Data rows:

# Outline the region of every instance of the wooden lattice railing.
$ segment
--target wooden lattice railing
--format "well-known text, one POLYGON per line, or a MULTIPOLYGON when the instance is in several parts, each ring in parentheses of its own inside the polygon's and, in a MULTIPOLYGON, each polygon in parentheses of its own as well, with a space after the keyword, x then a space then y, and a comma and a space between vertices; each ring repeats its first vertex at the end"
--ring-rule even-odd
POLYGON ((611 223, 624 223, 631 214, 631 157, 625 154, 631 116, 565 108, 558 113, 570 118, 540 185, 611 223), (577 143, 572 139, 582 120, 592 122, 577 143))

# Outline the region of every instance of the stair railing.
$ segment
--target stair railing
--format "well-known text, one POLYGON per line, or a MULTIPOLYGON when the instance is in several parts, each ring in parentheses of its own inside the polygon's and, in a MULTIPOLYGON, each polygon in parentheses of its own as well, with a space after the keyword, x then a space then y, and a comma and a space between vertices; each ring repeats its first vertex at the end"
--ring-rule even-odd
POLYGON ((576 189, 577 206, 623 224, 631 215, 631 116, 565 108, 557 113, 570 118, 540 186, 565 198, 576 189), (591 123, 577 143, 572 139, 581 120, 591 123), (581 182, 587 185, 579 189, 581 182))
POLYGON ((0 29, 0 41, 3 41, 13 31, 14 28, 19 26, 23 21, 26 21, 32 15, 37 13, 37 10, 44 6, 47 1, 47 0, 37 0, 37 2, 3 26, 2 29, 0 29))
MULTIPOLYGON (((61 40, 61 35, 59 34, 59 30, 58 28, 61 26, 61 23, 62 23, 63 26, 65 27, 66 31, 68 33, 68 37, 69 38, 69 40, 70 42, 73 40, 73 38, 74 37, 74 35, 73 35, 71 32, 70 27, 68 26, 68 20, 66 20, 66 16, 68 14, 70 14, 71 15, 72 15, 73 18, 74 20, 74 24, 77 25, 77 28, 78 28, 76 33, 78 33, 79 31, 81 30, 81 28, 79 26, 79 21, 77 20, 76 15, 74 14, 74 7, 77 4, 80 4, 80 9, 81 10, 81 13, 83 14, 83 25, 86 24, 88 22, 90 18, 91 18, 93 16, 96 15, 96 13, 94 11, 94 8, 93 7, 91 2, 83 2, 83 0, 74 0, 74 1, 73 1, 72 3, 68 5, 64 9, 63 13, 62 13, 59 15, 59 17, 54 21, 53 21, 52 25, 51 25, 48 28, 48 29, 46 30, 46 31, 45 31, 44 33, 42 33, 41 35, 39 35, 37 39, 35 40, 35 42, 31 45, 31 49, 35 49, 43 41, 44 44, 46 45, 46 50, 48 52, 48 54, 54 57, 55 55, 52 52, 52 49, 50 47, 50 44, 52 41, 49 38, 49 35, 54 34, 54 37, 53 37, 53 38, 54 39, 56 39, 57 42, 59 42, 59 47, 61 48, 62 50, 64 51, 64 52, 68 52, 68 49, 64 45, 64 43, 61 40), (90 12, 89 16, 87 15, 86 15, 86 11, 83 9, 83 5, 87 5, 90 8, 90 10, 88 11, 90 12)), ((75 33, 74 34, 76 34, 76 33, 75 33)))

Task prompt:
Copy every line of the listing above verbatim.

Finished exercise:
# Outline the region of every instance of the wooden lattice railing.
$ segment
--target wooden lattice railing
--format "well-known text, one POLYGON per line, or a MULTIPOLYGON when the instance is in several parts, each ring in parentheses of its own inside the polygon's and, in a MULTIPOLYGON, each polygon in parentheses of its own as well, with a space after the keyword, x then a space then y, and a comma and a space between vertices; each ring repeats its first vertex at the end"
--ring-rule even-odd
POLYGON ((611 223, 624 223, 631 214, 631 157, 625 154, 631 116, 565 108, 558 113, 570 118, 540 185, 611 223), (577 143, 572 139, 582 120, 592 122, 577 143))

# Outline the region of every instance of the stair railing.
$ segment
--target stair railing
--format "well-known text, one POLYGON per line, or a MULTIPOLYGON when the instance is in several parts, each ring in parentheses of its own inside the polygon's and, in a MULTIPOLYGON, each polygon in parentheses of its own as well, with a space after the keyword, x then a space then y, and a comma and a space between vertices; each ring repeats its first vertex at the end"
--ring-rule even-odd
POLYGON ((576 189, 577 206, 623 224, 631 215, 631 116, 565 108, 557 113, 570 118, 540 186, 565 198, 576 189), (591 123, 577 143, 572 139, 581 120, 591 123), (581 182, 587 185, 579 189, 581 182))
POLYGON ((0 29, 0 41, 3 41, 13 31, 14 28, 19 26, 23 21, 26 21, 32 15, 37 13, 37 10, 44 6, 47 1, 47 0, 37 0, 37 2, 3 26, 2 29, 0 29))
MULTIPOLYGON (((61 40, 61 35, 59 34, 59 30, 58 28, 61 26, 61 23, 62 23, 63 26, 65 27, 66 31, 68 33, 68 37, 69 38, 69 40, 70 42, 73 40, 73 38, 74 37, 74 35, 73 35, 71 32, 70 27, 68 26, 68 20, 66 20, 66 16, 68 14, 70 14, 71 15, 72 15, 73 18, 74 20, 74 24, 77 25, 77 28, 78 28, 76 33, 78 33, 79 31, 81 30, 81 28, 79 26, 79 21, 77 20, 76 15, 74 14, 74 7, 77 4, 80 4, 80 9, 81 10, 81 13, 83 14, 83 25, 86 24, 88 22, 90 18, 91 18, 93 16, 96 15, 96 13, 94 11, 94 8, 93 7, 91 2, 83 2, 83 0, 74 0, 74 1, 73 1, 72 3, 68 5, 64 9, 63 13, 62 13, 59 15, 59 17, 54 21, 53 21, 52 25, 51 25, 48 28, 48 29, 46 30, 46 31, 45 31, 44 33, 42 33, 41 35, 39 35, 37 39, 35 40, 35 42, 31 45, 31 49, 35 49, 43 41, 44 44, 46 45, 46 50, 48 52, 48 54, 54 57, 55 55, 52 52, 52 49, 50 47, 50 44, 52 41, 49 38, 49 35, 54 34, 54 37, 53 37, 53 38, 54 39, 56 39, 57 42, 59 42, 59 47, 61 48, 62 50, 64 51, 64 52, 68 52, 68 49, 64 45, 64 43, 61 40), (90 12, 89 16, 87 15, 86 15, 86 11, 83 9, 83 5, 87 5, 90 8, 90 10, 88 11, 90 12)), ((75 33, 74 34, 76 34, 76 33, 75 33)))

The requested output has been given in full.